SET EXERCISE ▸ Copy the rows from the line containing "Presence check — hardwood" through the line containing "[264,0,360,42]", including the requests. Multiply every bounding-box coordinate in the answers by 2.25 and round each to a whole number, with halves rounding up.

RECORDS PROVIDED ▸
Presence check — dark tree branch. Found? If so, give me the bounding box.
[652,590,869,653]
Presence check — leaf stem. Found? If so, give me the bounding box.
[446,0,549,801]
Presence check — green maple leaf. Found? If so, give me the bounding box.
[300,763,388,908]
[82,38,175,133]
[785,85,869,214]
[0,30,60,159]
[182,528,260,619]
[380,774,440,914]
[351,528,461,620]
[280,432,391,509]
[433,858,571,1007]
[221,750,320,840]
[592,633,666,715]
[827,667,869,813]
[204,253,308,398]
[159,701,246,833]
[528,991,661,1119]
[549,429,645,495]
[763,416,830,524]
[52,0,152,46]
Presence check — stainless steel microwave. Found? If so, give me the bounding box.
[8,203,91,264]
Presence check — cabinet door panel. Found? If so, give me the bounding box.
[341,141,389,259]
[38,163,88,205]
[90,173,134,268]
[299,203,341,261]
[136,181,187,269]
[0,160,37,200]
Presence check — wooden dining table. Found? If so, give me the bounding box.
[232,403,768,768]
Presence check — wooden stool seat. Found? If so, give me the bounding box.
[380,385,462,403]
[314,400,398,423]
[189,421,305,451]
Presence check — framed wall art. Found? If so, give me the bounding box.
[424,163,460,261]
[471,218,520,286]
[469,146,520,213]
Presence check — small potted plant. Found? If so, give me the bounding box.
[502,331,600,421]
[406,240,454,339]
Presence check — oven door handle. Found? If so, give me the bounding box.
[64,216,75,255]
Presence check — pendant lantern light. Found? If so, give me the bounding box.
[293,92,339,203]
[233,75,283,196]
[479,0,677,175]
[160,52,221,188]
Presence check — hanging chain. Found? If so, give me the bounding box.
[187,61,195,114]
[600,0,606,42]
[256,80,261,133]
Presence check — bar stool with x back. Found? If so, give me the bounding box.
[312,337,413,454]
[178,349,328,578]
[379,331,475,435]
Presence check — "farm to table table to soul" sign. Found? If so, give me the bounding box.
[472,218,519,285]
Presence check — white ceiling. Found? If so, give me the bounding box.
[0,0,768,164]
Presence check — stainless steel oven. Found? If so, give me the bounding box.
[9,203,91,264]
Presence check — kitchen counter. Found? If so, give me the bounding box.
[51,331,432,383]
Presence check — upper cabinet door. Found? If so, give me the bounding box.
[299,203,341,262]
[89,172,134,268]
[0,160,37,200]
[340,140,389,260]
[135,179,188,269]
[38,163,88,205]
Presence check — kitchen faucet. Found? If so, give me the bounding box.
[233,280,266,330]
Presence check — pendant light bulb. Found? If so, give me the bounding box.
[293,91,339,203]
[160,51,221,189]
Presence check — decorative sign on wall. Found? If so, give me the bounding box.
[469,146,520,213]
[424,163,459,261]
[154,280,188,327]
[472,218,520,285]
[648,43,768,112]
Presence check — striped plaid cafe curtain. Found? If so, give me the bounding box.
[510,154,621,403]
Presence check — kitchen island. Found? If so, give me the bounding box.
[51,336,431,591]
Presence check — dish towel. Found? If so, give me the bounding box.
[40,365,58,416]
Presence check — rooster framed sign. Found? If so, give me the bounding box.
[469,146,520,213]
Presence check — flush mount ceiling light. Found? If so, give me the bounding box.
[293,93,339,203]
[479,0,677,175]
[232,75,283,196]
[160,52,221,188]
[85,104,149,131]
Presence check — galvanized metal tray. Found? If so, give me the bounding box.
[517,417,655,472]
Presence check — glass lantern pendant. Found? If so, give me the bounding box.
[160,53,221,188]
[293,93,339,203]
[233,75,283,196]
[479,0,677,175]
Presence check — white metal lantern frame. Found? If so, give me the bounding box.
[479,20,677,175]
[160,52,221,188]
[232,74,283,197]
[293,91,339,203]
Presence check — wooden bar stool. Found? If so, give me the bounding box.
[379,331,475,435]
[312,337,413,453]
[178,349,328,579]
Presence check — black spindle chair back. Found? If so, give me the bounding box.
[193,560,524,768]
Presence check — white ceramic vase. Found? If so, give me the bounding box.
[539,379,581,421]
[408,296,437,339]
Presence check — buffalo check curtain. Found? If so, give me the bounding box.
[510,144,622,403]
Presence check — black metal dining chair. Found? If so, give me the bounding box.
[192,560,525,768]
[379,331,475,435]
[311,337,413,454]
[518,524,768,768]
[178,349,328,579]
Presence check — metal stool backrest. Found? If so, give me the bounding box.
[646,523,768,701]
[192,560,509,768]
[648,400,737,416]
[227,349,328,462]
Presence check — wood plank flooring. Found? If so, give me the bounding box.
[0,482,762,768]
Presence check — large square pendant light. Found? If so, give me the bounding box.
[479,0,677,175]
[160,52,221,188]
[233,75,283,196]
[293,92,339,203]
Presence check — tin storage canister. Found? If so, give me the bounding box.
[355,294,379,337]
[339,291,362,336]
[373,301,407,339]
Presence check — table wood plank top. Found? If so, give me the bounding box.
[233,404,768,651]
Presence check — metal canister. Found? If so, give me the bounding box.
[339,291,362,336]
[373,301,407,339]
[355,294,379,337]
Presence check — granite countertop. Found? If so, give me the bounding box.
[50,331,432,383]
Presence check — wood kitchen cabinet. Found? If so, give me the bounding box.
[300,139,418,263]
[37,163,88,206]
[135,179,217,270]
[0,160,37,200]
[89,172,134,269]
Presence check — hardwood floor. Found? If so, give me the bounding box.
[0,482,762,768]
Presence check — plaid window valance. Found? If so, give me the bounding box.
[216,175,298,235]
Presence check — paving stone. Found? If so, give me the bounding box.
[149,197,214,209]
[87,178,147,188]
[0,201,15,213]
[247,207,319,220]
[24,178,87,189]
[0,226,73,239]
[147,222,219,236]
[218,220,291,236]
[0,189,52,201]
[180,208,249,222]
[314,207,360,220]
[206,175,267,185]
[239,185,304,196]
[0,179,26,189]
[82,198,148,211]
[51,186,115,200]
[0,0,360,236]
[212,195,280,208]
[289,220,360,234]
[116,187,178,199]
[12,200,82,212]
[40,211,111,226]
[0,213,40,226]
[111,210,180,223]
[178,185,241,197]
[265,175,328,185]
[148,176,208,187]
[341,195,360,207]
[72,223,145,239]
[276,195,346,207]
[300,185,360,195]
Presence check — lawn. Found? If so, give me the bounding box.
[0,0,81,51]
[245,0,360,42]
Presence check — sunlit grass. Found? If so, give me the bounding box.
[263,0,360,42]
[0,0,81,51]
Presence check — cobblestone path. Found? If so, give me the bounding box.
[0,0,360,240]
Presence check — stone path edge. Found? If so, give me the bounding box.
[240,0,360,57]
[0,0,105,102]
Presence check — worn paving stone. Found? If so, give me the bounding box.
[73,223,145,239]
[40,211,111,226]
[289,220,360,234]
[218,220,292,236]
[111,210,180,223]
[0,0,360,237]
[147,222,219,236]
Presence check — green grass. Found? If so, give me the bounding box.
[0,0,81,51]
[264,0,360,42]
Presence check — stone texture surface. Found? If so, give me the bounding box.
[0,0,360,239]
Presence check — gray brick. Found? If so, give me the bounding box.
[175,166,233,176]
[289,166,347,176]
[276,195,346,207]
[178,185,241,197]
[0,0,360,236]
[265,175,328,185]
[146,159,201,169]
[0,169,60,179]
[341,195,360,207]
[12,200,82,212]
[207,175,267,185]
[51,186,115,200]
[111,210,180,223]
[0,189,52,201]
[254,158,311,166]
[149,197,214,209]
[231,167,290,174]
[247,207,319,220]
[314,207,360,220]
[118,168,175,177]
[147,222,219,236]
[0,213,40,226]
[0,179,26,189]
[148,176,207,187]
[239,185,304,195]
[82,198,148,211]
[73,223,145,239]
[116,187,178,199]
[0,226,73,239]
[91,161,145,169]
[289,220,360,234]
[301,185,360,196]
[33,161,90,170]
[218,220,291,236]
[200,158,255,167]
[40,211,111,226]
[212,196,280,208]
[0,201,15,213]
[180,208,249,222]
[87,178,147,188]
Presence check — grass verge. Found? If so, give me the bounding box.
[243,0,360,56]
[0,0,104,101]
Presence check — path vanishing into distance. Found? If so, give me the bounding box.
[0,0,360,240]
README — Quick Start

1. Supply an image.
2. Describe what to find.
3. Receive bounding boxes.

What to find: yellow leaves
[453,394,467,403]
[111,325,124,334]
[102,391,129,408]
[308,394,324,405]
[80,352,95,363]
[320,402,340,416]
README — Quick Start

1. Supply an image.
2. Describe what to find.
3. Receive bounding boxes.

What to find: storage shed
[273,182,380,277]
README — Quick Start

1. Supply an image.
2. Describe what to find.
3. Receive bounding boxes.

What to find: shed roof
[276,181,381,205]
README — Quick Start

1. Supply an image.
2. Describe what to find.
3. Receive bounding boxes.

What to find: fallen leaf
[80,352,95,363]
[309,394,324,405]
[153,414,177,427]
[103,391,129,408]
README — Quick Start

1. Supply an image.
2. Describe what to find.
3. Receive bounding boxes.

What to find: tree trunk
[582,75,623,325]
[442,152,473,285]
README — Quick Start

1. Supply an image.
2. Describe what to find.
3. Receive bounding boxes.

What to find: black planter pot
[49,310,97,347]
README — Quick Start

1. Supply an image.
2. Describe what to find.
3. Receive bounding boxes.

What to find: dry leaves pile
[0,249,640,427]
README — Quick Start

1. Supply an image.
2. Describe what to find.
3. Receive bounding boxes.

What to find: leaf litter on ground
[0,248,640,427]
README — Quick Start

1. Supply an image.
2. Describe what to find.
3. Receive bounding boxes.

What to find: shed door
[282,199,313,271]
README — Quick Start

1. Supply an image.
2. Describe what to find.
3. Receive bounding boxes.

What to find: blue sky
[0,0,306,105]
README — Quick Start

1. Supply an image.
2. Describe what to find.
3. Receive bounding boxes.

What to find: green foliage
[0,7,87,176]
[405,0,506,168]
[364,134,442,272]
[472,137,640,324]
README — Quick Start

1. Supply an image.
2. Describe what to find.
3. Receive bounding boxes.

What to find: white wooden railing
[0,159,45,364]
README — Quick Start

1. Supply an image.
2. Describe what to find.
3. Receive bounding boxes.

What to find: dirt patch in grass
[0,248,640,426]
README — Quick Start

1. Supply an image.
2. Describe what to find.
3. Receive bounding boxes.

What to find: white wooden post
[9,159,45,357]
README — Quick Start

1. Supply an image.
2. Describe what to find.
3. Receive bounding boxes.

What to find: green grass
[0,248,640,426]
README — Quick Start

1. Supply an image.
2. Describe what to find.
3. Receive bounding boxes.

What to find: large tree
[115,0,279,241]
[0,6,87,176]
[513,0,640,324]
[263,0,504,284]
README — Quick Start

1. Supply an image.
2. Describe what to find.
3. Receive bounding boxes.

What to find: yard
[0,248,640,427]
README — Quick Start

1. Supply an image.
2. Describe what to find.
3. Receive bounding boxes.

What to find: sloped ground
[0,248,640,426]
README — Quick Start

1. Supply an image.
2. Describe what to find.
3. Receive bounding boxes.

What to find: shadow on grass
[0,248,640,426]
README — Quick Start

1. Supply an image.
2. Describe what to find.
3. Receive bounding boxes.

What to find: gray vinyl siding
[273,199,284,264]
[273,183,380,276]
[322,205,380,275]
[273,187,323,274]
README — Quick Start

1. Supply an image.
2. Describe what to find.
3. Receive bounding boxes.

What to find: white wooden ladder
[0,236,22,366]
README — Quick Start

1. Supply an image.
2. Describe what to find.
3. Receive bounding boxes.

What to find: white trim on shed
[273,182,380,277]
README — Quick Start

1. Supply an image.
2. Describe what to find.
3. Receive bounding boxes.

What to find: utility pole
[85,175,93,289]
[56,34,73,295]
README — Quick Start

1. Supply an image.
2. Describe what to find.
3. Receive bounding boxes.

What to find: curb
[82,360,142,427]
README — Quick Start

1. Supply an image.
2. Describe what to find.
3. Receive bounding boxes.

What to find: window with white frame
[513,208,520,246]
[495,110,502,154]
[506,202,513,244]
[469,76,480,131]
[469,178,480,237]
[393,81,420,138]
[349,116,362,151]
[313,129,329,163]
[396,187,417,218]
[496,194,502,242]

EXPECTED ANSWER ▸
Presence check — hardwood floor. Found? If so, give me the bounding box.
[0,1085,1715,1728]
Presence check — plaid window valance. Found? If so, give me the bounding box.
[486,394,671,529]
Presence check — paving stone. Found? If so, give me the bounding box.
[335,443,482,470]
[196,401,331,423]
[0,452,34,479]
[556,466,718,495]
[54,401,196,425]
[0,509,164,538]
[331,500,493,531]
[491,495,655,531]
[0,425,117,452]
[405,468,560,500]
[707,466,810,495]
[464,394,601,416]
[538,416,684,441]
[0,403,59,425]
[185,446,333,475]
[115,419,259,450]
[0,0,810,531]
[477,439,630,468]
[650,495,810,527]
[261,421,401,448]
[27,450,185,477]
[90,475,250,509]
[0,479,90,509]
[250,473,405,502]
[401,416,542,443]
[596,394,738,416]
[333,396,468,421]
[767,439,810,466]
[162,502,326,538]
[621,439,779,466]
[675,416,810,439]
Presence check — lawn. Found? If so, give me the bounding box.
[0,0,182,115]
[551,0,810,95]
Presence check — sunlit grass. Found? If so, give me the bounding box.
[592,0,810,95]
[0,0,182,115]
Presence check — cobblestone path. Found? If so, give me the bounding box.
[0,0,810,540]
Presence check — stone path edge. Found? If so, give me the bounding box.
[540,0,810,128]
[0,0,236,230]
Presence check — worn paving stone. Found? If so, give me the bounding box.
[164,502,326,538]
[90,475,250,509]
[650,495,810,527]
[491,495,657,531]
[250,473,405,502]
[0,0,810,533]
[331,500,493,531]
Presence check — green grass. Found? If so, give me the bounding box.
[0,0,182,115]
[594,0,810,95]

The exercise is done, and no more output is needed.